WHAT IS REQUIRED:
Starting at the line that contains "Could you identify the paper", copy each line through the end of the listing below. Include both ends and output nothing more.

☆ ☆ ☆ ☆ ☆ ☆ ☆

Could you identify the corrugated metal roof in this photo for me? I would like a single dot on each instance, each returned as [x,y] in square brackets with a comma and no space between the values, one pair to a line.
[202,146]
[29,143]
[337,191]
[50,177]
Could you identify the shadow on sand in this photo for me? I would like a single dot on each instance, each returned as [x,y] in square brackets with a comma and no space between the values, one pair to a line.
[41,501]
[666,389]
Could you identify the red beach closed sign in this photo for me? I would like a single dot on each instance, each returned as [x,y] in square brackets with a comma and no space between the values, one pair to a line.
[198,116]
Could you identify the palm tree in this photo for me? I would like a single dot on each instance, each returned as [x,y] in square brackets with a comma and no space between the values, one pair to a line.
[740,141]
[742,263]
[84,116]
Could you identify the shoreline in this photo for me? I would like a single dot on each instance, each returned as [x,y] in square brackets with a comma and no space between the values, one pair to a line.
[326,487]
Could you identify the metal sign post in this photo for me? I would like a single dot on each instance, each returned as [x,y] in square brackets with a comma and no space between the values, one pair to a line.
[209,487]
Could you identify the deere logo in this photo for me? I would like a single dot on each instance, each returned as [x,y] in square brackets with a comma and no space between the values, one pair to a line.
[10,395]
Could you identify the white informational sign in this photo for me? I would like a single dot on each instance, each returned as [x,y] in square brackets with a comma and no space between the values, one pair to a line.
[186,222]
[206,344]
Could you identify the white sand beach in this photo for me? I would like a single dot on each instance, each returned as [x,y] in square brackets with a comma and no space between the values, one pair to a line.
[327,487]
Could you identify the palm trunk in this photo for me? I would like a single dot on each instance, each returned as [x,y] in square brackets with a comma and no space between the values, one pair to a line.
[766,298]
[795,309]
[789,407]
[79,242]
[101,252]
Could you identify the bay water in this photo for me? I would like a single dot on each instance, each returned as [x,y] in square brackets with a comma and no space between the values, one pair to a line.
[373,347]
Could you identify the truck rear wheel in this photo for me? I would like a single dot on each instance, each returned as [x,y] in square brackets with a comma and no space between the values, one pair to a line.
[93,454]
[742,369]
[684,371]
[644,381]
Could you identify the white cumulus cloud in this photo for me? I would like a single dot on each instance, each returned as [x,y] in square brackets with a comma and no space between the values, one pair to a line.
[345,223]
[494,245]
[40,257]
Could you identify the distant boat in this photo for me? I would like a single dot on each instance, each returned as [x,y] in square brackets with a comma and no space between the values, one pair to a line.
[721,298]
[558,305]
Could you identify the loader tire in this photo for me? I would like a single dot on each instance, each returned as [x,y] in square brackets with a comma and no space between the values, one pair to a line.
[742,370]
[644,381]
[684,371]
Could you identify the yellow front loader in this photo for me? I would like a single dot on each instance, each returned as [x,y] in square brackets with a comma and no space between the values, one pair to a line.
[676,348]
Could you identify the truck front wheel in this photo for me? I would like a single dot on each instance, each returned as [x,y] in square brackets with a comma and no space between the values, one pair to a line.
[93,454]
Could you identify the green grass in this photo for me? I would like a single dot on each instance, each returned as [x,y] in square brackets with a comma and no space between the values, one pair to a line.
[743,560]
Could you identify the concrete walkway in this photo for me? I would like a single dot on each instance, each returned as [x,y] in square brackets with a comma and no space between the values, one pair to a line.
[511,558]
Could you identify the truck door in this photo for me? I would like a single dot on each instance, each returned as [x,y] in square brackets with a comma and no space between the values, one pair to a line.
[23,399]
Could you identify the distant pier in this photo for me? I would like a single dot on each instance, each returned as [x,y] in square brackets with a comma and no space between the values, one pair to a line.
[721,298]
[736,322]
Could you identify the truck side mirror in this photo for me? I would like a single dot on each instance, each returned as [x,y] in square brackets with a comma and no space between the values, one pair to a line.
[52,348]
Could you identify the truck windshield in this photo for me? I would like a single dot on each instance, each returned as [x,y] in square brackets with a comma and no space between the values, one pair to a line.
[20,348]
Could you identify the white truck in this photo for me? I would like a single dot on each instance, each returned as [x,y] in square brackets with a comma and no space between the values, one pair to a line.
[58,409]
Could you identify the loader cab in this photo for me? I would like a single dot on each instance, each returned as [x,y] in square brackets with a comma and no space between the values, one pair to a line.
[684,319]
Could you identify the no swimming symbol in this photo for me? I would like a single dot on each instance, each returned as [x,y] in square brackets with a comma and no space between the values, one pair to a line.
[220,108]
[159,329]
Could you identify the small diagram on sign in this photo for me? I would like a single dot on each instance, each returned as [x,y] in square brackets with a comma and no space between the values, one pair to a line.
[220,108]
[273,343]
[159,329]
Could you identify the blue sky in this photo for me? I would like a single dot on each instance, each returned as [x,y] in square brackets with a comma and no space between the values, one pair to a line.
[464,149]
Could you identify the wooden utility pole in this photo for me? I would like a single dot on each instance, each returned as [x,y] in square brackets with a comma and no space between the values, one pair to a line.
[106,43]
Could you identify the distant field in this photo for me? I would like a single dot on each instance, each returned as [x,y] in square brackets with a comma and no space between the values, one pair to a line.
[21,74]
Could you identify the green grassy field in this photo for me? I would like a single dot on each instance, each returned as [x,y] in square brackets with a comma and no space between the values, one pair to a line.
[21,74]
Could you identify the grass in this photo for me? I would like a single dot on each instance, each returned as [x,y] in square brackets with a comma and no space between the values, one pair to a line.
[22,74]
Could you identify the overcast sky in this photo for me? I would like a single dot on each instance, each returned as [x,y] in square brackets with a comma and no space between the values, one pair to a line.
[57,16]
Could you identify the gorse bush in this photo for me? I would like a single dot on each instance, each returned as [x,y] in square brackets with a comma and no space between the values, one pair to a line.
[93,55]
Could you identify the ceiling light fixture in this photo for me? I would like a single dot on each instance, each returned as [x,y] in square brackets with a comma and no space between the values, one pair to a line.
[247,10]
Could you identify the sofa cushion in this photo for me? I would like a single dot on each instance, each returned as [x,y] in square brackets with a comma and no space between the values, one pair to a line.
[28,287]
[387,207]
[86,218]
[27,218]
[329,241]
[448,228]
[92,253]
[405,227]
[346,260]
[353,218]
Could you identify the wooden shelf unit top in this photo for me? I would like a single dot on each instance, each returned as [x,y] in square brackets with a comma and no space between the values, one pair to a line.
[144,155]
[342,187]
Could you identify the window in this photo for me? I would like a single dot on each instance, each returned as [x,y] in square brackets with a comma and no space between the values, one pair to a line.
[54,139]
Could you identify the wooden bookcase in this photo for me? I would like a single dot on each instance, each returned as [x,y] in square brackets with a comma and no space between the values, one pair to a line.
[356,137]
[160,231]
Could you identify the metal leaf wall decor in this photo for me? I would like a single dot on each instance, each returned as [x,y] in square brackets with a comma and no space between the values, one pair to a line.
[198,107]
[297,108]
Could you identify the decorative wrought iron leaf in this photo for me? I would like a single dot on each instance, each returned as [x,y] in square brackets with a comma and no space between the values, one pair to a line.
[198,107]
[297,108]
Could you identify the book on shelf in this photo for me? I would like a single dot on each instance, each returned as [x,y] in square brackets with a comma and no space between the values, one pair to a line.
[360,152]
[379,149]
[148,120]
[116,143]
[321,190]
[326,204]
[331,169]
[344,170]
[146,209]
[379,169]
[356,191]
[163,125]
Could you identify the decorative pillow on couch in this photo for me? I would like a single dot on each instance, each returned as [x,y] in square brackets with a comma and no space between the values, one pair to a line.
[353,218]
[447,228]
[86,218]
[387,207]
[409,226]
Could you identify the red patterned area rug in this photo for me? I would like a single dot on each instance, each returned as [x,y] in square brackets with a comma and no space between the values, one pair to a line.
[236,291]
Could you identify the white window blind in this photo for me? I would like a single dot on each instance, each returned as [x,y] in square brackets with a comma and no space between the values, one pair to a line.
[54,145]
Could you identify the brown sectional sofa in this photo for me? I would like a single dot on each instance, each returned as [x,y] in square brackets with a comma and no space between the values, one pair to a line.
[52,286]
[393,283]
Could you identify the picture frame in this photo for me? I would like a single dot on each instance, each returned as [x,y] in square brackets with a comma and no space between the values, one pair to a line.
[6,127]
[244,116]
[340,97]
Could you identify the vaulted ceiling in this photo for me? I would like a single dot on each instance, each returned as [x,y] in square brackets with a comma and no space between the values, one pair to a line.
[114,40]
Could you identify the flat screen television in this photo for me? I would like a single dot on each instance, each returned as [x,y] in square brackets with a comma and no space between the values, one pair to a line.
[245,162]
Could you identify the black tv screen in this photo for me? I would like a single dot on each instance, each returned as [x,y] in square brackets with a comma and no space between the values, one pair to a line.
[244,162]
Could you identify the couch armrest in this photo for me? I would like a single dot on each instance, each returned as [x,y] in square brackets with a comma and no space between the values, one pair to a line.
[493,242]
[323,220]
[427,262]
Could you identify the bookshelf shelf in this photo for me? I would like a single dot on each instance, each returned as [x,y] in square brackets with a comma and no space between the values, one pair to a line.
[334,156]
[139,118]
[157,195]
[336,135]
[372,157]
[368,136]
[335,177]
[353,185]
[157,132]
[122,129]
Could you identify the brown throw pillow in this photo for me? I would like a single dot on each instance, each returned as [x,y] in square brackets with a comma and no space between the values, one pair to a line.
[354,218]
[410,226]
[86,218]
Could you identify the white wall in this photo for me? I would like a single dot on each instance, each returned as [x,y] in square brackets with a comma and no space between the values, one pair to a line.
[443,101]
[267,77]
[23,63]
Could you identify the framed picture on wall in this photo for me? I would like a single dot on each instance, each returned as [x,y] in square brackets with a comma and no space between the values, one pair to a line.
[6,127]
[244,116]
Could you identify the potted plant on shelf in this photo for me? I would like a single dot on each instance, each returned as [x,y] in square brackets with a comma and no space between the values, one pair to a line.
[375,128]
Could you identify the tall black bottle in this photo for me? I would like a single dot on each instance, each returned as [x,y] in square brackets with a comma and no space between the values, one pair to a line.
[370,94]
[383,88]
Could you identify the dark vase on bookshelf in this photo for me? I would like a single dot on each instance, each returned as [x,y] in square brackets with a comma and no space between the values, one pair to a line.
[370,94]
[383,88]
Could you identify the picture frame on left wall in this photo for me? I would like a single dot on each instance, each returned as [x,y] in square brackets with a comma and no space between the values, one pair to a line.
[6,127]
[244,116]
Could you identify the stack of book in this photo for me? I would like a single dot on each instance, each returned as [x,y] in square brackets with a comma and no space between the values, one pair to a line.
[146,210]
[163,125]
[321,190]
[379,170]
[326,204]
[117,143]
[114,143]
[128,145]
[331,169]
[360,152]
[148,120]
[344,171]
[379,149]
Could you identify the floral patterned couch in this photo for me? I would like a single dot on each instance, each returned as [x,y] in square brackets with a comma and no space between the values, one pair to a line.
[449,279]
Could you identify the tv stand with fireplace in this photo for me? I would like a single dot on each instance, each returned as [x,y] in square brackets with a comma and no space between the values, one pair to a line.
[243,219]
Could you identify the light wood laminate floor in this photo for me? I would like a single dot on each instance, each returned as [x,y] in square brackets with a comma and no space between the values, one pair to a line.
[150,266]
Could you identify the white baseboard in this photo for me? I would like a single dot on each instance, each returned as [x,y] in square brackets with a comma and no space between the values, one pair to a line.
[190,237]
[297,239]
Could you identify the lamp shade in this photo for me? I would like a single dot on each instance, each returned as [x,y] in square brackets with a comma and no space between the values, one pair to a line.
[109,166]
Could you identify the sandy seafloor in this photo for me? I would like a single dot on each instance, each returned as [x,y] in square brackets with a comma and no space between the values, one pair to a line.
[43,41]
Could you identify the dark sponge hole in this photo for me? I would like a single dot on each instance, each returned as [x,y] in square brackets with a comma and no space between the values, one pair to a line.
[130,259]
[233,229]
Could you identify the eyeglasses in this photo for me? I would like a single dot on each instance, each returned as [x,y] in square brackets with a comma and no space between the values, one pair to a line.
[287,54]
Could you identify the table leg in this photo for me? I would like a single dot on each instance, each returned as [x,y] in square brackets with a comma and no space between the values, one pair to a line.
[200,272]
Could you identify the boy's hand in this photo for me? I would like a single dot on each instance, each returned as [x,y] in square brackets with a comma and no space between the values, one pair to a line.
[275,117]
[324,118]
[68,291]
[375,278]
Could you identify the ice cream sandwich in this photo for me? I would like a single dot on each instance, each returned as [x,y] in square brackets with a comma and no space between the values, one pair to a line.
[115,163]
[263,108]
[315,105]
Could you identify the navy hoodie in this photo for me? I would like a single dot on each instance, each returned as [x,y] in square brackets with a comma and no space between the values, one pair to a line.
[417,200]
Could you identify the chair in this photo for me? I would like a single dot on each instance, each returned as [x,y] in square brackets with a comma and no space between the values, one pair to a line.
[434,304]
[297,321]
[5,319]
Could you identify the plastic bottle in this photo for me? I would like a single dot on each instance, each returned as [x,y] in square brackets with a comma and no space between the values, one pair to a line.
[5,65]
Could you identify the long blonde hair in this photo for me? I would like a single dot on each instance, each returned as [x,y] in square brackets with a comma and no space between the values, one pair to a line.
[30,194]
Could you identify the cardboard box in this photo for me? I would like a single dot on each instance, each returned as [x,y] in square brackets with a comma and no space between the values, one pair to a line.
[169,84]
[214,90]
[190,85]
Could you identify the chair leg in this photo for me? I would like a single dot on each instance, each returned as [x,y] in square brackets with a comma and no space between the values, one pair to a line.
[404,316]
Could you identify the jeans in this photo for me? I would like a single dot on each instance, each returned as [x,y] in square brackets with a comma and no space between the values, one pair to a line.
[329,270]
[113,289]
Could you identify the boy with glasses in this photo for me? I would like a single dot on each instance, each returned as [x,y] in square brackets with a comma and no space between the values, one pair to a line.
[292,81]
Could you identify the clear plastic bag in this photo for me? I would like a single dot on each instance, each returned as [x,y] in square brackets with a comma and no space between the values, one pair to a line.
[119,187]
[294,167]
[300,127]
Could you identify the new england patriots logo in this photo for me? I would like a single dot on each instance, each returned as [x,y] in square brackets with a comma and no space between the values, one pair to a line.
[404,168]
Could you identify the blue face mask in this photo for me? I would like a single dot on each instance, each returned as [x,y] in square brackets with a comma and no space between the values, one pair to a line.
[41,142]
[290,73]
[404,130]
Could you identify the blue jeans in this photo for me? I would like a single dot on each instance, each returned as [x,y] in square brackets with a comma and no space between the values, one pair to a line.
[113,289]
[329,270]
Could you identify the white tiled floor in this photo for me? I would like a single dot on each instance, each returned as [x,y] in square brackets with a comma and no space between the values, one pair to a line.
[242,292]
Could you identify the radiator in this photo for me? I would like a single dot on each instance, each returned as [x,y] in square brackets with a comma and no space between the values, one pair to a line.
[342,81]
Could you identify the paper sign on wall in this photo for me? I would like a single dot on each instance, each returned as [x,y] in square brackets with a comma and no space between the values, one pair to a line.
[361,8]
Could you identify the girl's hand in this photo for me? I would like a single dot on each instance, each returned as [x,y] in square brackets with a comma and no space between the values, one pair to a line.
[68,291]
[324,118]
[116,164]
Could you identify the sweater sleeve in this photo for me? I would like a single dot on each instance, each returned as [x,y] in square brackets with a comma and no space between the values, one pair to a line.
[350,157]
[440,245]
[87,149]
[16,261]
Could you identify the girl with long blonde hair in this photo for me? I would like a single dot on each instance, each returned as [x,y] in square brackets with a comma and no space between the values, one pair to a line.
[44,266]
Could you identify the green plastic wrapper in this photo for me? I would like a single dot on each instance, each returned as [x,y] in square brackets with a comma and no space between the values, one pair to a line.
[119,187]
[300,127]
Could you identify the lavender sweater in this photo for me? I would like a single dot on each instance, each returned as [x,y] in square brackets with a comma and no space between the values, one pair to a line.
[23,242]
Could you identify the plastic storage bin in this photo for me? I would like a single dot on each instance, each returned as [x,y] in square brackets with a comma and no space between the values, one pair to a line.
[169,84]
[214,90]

☆ ☆ ☆ ☆ ☆ ☆ ☆

SOLUTION TO THIS TASK:
Could you identify the paper sign on wall in this photo for me? I would like a single dot on each instance, each returned as [x,y] in square brackets with a comma and no space between the values, one pair to a line.
[361,8]
Could you identify the girl's hand in this photo for me? I would like a single dot on each instance, each returned as [x,y] in square brackets with a comma and no space between the values, one pair to a line.
[68,291]
[324,118]
[116,164]
Could you identify the sweater sleeve in this photo for me? I would like a single dot on each instance, each returned as [x,y] in square brackets with a comma and no space between the values, one pair to a line.
[350,157]
[440,245]
[87,149]
[16,261]
Could you identify the girl with long blonde hair in this photo for me? I would like a single dot on each instance, each returned as [x,y] in square brackets with a comma and no space between the values, one pair to a line.
[44,266]
Could you identify the green plastic wrapper in this photo for me? I would like a single dot on each instance, each returned as [x,y] in square brackets with a comma and no space between the values, one pair to a line.
[119,187]
[300,127]
Could you identify the lavender sweater in this photo for me? I would like a single dot on each instance, each returned as [x,y] in square brackets with a comma and no space between the values, one pair to a line.
[23,242]
Could you identify the plastic storage bin in this photo for me? I would like a single dot on each instance, each returned as [x,y] in square brackets with a comma and no space between the values, one pair to a line.
[169,84]
[214,90]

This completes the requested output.